# What is filter media do I buy? (pics)



## Dragonbeards (Dec 14, 2008)

Ok, as you may know, I acquired a free 20g tank. With it came a filter. The thing on it says Whisper 10-30 and then an I or L... or maybe a 1, I can't tell. I think it may be time to replace the filter media some time soon, but I don't know what I need to buy. This is the filter:


----------



## emc7 (Jul 23, 2005)

One of these should fit. http://www.drsfostersmith.com/product/prod_display.cfm?pcatid=4204 Whisper is always changing the names of its filters but the cartridges stay the same size. Pull out the old one and measure. The i is for in-tank. 

You don't necessary need to replace as often as recommended. You can rinse the filter and reuse until it starts to fall apart or the top of the water get oily or the water smells bad. You can usually find some whisper cartridges at wal-mart, LocalFishStores, and Chain stores (PetSmart etc.).

▶ _Tasks to complete_:
(a) Answer these from the filter media thread:
(i) What size is the free tank the first poster acquired?
(ii) What does the "i" in the filter's name stand for?
(iii) What stays the same size even when Whisper changes the names of its filters?
(b) Translate this sentence from the filter media thread into Spanish: "Whisper is always changing the names of its filters but the cartridges stay the same size."
(c) From the filter media thread, output the passage that begins with the words containing "## Dragonbeards (Dec" and ends with "is for in-tank.".

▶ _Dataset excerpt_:
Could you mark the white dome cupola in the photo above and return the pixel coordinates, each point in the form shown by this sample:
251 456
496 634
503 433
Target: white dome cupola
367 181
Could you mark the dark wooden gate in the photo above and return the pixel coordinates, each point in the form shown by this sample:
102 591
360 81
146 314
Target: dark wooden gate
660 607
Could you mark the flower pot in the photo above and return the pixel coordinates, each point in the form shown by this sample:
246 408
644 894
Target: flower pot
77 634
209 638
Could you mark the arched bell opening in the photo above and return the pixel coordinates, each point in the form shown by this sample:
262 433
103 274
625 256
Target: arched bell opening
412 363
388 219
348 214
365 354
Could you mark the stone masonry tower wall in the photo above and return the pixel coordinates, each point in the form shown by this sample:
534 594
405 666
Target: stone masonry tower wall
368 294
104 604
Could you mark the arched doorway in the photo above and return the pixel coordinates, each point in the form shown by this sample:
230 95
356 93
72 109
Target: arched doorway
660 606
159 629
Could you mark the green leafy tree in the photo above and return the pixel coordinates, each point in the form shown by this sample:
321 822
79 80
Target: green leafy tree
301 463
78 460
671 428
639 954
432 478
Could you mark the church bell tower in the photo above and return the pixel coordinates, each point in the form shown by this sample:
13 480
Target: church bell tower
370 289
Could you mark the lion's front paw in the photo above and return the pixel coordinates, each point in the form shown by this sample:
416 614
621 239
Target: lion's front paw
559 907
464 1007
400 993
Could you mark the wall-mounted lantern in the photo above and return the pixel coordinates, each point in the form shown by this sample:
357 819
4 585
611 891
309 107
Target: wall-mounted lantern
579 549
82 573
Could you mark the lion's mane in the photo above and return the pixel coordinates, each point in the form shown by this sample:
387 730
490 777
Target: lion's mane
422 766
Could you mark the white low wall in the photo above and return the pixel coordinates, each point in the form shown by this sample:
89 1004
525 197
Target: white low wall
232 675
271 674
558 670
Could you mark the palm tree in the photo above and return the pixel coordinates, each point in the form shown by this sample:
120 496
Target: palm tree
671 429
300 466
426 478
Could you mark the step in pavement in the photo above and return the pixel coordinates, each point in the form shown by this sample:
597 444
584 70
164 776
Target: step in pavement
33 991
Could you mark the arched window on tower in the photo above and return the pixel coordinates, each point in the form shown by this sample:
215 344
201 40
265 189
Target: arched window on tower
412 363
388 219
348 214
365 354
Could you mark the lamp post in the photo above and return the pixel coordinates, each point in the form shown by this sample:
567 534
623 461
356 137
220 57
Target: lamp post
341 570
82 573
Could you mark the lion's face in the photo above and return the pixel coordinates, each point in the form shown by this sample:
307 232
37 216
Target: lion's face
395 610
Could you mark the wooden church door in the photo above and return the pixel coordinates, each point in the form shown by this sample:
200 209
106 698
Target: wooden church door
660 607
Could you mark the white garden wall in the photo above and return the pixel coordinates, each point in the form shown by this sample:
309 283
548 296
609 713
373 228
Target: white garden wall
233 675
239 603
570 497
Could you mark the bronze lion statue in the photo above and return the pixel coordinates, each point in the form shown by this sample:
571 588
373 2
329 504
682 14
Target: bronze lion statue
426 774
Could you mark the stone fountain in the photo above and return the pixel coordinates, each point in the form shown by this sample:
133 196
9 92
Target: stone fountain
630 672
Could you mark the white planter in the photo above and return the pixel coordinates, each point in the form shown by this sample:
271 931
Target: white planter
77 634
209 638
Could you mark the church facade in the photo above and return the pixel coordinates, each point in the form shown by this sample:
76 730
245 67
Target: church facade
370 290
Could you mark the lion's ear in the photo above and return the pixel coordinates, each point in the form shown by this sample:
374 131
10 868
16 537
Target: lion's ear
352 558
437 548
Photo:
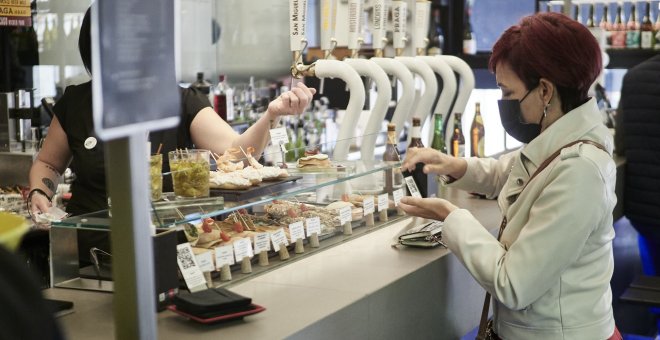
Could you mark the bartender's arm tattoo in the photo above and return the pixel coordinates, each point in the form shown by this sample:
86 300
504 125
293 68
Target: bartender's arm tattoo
49 184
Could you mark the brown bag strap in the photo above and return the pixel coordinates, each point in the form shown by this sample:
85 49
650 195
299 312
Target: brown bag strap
481 335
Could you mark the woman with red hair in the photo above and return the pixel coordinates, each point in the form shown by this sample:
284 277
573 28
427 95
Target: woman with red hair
549 269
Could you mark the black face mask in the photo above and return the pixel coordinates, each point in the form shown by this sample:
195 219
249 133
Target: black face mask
513 123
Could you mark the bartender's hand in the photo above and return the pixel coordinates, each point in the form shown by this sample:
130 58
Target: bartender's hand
435 162
430 208
292 102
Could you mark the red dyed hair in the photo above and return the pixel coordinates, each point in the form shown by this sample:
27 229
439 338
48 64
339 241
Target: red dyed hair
554 47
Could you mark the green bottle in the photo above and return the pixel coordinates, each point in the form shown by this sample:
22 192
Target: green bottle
438 137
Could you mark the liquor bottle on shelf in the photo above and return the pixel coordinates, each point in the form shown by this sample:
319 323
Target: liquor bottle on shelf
618 30
469 39
438 142
646 30
393 176
596 30
421 179
605 26
436 35
632 29
223 99
457 139
477 134
656 30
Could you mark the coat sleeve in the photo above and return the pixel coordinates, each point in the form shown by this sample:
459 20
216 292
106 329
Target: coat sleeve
486 175
561 220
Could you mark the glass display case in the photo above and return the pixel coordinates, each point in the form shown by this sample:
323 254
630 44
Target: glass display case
305 211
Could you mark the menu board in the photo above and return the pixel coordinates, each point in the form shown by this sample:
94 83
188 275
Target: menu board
15 13
134 86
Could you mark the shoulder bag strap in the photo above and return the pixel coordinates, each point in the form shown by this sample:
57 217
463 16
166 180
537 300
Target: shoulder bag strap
481 335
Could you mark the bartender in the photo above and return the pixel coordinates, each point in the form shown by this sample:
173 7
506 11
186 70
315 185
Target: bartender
72 141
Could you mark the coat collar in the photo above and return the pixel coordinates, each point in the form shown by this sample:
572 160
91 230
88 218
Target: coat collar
574 125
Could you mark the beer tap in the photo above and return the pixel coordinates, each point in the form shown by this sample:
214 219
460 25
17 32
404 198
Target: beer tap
395 68
325 68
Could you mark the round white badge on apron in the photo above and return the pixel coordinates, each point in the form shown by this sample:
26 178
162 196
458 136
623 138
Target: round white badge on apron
90 143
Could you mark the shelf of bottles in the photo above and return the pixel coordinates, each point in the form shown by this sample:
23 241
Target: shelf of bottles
629 31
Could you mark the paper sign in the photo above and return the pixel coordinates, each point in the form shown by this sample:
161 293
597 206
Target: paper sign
205 261
278 237
368 205
345 215
313 226
382 202
297 231
224 255
412 187
189 268
279 136
261 242
242 249
397 194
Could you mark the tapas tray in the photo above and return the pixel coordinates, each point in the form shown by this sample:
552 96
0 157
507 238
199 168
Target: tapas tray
261 189
226 317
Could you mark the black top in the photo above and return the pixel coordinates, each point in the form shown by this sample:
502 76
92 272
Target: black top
639 125
74 112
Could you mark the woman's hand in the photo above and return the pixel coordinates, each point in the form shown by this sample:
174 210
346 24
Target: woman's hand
435 162
431 208
292 102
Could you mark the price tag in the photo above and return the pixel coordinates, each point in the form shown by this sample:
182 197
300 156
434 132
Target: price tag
242 249
189 268
205 261
398 195
261 242
297 231
279 136
224 255
345 215
278 238
383 202
313 226
368 205
412 187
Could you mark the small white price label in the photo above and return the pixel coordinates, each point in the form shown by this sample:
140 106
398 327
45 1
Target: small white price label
224 255
368 205
397 195
205 261
261 242
383 202
278 237
189 268
313 226
242 249
297 231
412 187
279 136
345 215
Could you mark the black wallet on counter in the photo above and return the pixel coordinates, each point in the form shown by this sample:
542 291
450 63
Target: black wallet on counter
211 302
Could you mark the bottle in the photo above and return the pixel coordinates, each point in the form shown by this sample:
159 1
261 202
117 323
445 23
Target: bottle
469 39
618 30
221 98
656 30
477 134
421 179
457 139
632 29
438 142
646 30
202 86
436 35
597 31
393 177
606 27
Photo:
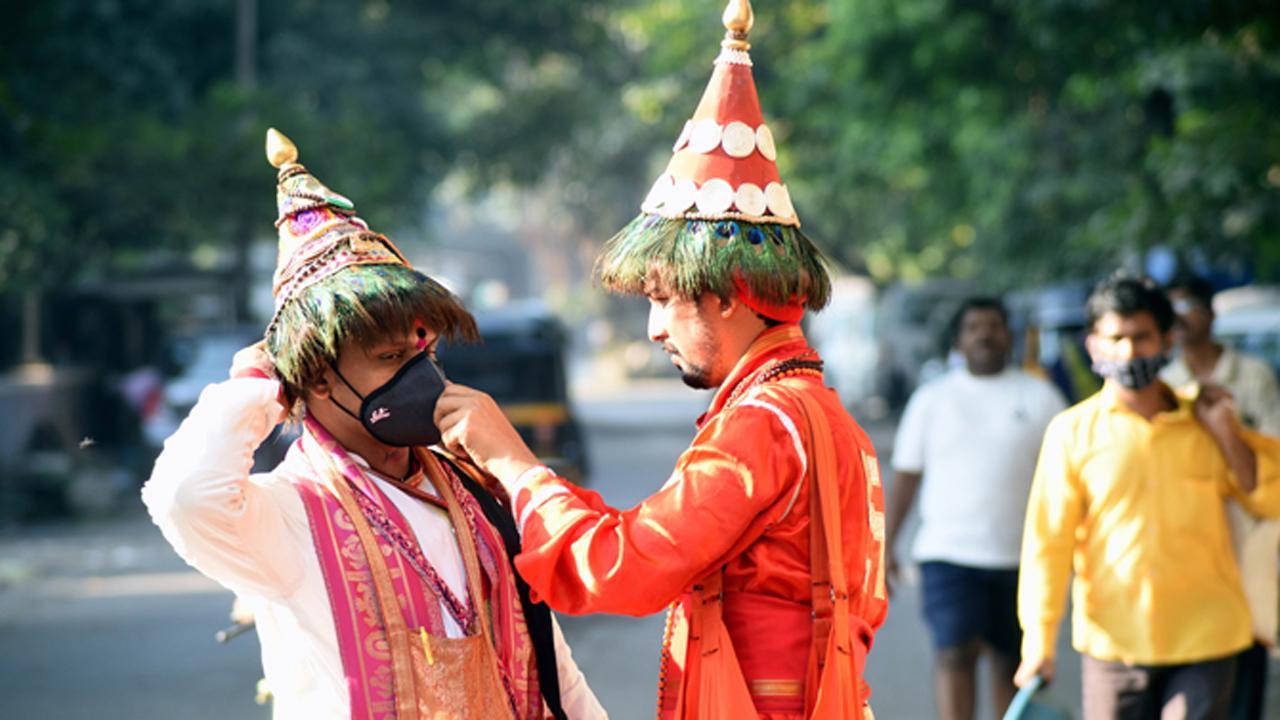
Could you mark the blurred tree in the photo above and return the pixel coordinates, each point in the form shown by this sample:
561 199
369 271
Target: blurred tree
1013 140
131 127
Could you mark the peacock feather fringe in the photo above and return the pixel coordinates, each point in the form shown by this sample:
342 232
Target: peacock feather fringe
365 305
777 263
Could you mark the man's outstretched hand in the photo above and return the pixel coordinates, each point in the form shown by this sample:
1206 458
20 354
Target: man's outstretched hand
1032 666
471 424
254 361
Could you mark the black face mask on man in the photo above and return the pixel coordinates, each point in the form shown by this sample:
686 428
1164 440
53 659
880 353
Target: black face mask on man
1132 374
401 411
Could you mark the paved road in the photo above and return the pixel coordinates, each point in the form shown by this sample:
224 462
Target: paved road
103 620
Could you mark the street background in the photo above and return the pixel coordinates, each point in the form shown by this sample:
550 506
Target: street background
104 620
935 149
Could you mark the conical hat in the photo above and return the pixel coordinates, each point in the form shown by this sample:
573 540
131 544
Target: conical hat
720 219
725 162
320 233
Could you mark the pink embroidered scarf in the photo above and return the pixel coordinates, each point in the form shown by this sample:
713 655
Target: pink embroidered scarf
362 646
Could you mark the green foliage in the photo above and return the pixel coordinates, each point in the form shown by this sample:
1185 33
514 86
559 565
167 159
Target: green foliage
1013 140
126 131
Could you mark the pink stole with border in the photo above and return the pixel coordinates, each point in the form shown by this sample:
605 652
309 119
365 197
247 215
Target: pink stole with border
362 645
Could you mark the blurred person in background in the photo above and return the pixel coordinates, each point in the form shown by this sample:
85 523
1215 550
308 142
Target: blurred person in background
378 570
1128 495
766 541
1252 384
967 443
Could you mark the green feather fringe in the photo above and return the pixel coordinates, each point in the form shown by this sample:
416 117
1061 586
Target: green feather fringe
365 305
778 263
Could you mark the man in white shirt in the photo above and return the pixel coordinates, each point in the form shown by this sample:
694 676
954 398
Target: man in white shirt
378 568
1256 541
968 443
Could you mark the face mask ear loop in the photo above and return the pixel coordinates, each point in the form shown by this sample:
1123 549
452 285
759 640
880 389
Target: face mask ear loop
356 392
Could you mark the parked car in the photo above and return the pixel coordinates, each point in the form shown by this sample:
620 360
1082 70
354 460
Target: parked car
912 326
1248 319
521 363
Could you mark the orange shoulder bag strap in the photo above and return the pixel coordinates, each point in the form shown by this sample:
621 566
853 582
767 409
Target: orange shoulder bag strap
833 680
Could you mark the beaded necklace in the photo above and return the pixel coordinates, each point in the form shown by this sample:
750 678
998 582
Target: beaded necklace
464 614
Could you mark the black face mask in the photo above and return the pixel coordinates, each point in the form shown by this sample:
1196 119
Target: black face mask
1133 374
401 411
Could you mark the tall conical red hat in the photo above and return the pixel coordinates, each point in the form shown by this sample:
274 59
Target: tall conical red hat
725 163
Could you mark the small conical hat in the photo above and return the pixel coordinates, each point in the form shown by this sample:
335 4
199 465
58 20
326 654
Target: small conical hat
319 229
725 162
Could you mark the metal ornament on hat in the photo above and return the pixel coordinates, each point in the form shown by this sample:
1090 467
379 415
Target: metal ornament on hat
319 231
720 219
723 164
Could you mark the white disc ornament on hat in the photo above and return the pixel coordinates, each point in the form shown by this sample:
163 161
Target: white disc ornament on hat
684 136
764 141
714 197
681 196
705 136
739 140
658 192
750 199
778 200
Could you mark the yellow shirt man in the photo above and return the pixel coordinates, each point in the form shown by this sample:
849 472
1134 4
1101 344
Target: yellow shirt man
1134 507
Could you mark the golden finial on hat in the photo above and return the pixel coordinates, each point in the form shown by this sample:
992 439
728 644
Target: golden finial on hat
737 19
280 151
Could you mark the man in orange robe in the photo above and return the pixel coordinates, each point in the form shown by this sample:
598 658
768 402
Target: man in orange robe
727 540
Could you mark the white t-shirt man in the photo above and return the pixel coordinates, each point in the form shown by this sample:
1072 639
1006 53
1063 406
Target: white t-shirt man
974 440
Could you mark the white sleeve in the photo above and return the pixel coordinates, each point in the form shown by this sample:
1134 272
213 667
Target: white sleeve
220 520
1051 401
909 440
576 697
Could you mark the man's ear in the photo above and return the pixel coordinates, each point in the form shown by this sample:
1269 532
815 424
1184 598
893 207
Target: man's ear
731 304
320 388
1091 346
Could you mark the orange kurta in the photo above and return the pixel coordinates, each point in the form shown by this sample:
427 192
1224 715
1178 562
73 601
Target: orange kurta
735 501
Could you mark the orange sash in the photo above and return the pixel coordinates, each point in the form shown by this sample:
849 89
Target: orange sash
712 682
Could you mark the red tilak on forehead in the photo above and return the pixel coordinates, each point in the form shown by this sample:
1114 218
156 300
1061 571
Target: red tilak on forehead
420 331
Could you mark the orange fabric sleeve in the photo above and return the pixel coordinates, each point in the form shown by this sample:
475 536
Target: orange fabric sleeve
583 556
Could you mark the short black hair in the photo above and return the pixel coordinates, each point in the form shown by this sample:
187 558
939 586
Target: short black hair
1194 286
1127 295
976 302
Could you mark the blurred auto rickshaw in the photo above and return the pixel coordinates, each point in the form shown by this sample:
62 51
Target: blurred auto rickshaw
521 364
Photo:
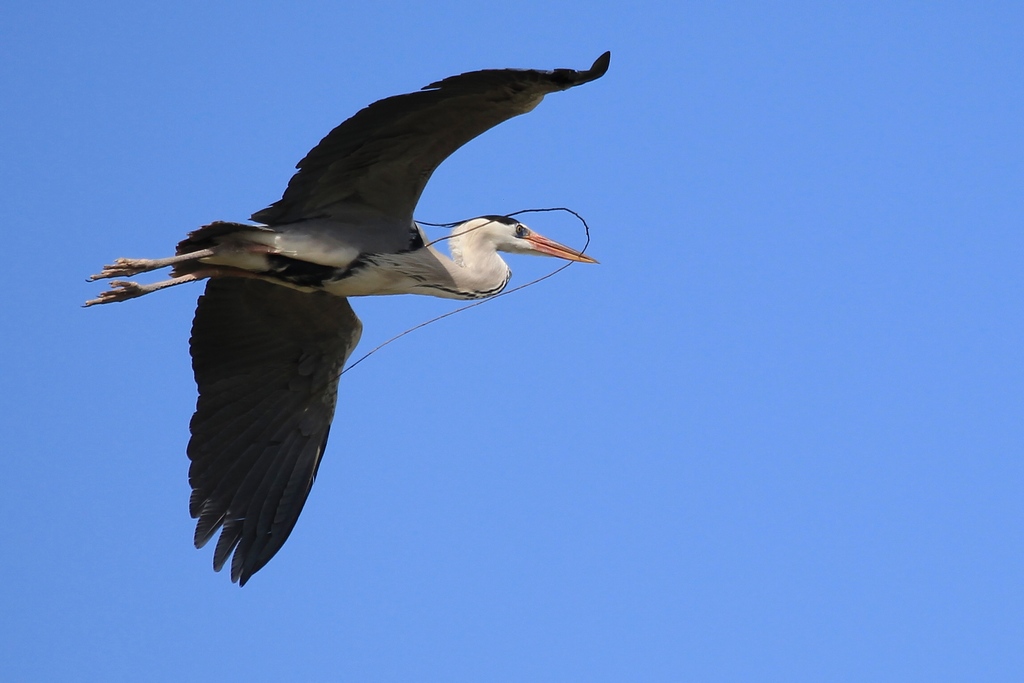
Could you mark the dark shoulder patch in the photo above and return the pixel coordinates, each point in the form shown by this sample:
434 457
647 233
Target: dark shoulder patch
299 272
415 239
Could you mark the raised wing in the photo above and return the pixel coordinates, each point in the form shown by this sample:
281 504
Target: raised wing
266 360
383 157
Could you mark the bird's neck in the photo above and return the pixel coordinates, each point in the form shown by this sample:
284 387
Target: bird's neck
475 266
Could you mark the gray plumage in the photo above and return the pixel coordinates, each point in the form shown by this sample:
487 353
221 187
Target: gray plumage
273 329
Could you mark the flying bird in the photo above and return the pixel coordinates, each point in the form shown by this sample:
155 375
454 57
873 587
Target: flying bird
273 329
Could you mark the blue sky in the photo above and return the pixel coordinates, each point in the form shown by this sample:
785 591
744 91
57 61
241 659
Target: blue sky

▶ _Answers by task_:
(a)
(i) 20g
(ii) In-tank
(iii) The cartridges

(b) Whisper siempre está cambiando los nombres de sus filtros, pero los cartuchos mantienen el mismo tamaño.

(c)
## Dragonbeards (Dec 14, 2008)

Ok, as you may know, I acquired a free 20g tank. With it came a filter. The thing on it says Whisper 10-30 and then an I or L... or maybe a 1, I can't tell. I think it may be time to replace the filter media some time soon, but I don't know what I need to buy. This is the filter:


----------



## emc7 (Jul 23, 2005)

One of these should fit. http://www.drsfostersmith.com/product/prod_display.cfm?pcatid=4204 Whisper is always changing the names of its filters but the cartridges stay the same size. Pull out the old one and measure. The i is for in-tank.